» **TASK GOAL**: What is needed is a copy of each line in the listing below that contains "tree".

» **RECORDS SUPPLIED**:
******************************
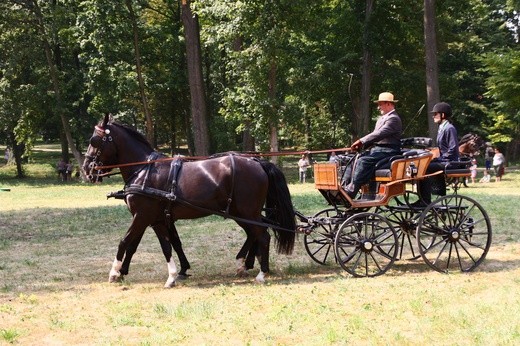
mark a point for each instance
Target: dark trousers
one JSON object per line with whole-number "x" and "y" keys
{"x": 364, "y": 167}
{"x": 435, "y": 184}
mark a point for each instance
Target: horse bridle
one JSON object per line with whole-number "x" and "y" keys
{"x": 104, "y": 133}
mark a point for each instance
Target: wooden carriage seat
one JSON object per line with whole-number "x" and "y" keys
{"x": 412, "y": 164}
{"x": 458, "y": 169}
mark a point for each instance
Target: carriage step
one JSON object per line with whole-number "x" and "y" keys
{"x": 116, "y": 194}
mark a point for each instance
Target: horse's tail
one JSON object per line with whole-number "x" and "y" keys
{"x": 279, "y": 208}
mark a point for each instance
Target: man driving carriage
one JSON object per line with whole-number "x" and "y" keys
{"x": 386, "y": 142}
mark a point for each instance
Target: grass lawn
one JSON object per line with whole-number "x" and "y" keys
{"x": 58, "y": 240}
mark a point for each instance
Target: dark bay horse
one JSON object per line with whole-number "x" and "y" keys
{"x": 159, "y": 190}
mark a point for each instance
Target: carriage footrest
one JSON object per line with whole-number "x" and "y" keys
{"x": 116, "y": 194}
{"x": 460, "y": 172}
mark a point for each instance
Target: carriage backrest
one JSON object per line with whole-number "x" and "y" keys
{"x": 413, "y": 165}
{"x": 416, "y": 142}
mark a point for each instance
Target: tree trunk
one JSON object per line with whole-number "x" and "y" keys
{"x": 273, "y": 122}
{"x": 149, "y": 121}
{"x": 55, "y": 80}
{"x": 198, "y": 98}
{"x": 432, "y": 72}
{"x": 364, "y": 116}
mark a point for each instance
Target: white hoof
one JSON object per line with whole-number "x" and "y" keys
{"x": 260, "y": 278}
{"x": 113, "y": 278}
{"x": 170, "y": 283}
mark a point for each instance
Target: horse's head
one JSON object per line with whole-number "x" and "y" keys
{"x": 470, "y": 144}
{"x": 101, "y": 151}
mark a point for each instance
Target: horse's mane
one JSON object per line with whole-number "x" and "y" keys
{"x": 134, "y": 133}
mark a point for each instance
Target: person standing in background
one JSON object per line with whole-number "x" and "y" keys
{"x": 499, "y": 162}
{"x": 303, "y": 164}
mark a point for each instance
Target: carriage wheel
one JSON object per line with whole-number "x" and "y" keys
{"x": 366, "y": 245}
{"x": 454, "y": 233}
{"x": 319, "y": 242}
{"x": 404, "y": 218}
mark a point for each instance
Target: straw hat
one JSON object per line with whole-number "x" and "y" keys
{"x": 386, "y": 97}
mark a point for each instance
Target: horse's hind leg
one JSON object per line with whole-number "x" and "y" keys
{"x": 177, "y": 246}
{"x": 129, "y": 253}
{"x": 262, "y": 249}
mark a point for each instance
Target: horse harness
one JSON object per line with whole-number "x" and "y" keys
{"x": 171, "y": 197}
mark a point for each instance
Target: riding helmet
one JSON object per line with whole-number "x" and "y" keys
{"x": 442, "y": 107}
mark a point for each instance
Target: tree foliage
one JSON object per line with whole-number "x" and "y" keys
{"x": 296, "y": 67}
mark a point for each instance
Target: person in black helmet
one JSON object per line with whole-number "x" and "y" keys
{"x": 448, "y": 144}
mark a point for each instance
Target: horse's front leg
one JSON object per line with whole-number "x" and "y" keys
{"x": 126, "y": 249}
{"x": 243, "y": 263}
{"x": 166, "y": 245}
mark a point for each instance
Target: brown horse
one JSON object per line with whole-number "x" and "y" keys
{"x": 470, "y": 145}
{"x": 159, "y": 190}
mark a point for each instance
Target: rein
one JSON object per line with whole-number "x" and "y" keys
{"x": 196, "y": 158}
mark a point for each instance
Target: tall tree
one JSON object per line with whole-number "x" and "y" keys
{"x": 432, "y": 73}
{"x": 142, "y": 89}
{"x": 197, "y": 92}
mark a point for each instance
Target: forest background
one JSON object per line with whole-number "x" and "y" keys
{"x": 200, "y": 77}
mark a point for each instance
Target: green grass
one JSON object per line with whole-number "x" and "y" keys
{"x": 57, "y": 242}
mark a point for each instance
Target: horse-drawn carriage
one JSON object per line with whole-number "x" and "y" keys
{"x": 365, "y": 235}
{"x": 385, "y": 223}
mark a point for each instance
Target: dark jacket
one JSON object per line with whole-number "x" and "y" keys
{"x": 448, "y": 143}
******************************
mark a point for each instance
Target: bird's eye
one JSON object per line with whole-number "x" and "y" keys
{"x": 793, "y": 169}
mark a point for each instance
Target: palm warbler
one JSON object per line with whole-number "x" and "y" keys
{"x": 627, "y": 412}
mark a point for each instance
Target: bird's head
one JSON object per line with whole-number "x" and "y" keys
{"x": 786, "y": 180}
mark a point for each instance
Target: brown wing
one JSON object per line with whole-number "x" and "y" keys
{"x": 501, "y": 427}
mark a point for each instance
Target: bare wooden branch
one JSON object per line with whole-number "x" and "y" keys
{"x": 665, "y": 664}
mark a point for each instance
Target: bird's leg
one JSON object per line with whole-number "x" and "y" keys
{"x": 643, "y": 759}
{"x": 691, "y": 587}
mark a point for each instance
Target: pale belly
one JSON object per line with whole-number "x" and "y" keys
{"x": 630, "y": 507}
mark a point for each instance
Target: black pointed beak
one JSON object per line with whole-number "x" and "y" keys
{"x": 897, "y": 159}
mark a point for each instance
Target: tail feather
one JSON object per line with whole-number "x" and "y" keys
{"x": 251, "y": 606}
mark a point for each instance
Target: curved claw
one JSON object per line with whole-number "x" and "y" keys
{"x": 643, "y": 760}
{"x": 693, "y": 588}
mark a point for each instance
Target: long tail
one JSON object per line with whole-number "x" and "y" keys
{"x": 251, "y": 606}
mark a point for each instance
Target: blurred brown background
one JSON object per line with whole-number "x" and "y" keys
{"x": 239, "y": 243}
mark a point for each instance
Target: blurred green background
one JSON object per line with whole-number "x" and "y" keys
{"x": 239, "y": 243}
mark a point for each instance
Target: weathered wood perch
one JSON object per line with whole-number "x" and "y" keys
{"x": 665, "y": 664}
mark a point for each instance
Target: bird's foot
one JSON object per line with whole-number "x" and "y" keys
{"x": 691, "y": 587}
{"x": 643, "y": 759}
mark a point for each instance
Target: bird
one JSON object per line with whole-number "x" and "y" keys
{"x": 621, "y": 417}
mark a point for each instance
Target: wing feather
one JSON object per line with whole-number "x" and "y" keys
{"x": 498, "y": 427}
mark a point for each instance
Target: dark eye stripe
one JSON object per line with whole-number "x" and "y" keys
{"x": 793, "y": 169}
******************************
» **SOLUTION BELOW**:
Target: tree trunk
Target: tree foliage
Target: tall tree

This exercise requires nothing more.